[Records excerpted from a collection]
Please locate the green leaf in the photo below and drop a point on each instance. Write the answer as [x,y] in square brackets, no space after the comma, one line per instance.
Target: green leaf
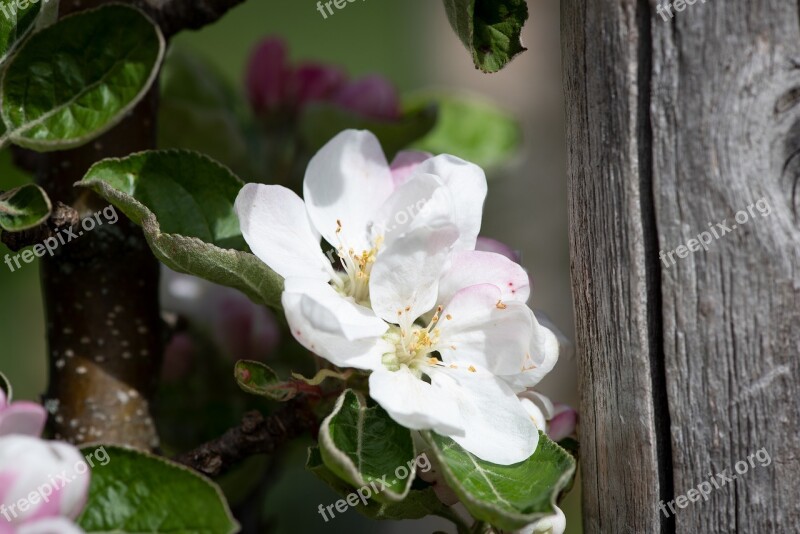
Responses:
[184,203]
[5,385]
[363,445]
[321,122]
[507,496]
[15,24]
[76,79]
[490,29]
[471,128]
[258,379]
[416,505]
[136,492]
[24,207]
[198,110]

- **Task instructions**: Please write out every line of the records above again, requests included, shifting each point coordinate in the answers by adding 29 to both of its numbers. Leave the pictures out.

- **Result of this task**:
Please locate the green leaf in the photo below and drop a point on each instance. Write the answer as [x,y] in square brackets, no space after the comma, one line per instance.
Target: green leaf
Responses:
[213,232]
[34,414]
[392,474]
[350,151]
[536,525]
[44,53]
[105,108]
[519,58]
[500,157]
[287,408]
[445,534]
[165,521]
[53,236]
[227,139]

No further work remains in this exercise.